Instructions for the task =
Tally the lines in the entries below that contain the string "instance", treating uppercase and lowercase as different, and give only the number.

Dataset entries on where objects appear
* START *
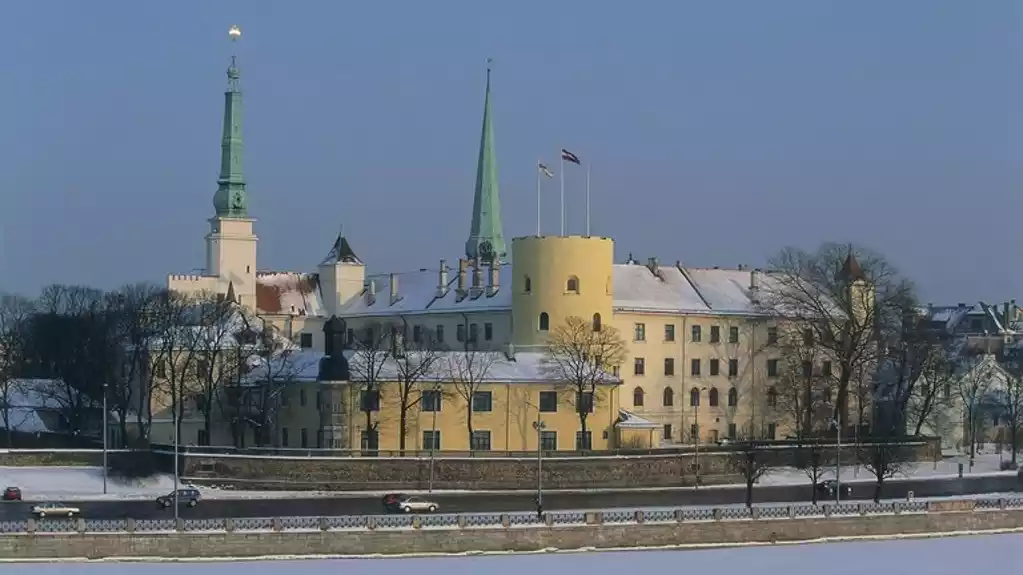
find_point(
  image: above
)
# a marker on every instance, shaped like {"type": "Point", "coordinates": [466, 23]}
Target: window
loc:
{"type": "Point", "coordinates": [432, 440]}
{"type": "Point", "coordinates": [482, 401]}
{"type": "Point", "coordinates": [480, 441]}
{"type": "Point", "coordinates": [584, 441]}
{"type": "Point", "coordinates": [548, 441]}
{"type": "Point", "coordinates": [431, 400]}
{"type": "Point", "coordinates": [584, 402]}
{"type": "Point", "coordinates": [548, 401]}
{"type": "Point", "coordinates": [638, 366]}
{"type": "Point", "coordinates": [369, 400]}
* END *
* START *
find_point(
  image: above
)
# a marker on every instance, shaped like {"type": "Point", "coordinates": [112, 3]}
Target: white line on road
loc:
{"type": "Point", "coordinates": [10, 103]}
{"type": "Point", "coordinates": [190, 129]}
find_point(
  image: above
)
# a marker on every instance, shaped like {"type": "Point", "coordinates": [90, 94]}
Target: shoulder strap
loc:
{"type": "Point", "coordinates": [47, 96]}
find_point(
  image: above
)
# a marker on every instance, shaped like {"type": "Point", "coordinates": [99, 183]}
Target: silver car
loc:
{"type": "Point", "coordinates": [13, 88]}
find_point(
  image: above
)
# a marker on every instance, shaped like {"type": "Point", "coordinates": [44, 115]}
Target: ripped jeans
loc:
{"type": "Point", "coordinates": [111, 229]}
* END *
Solution =
5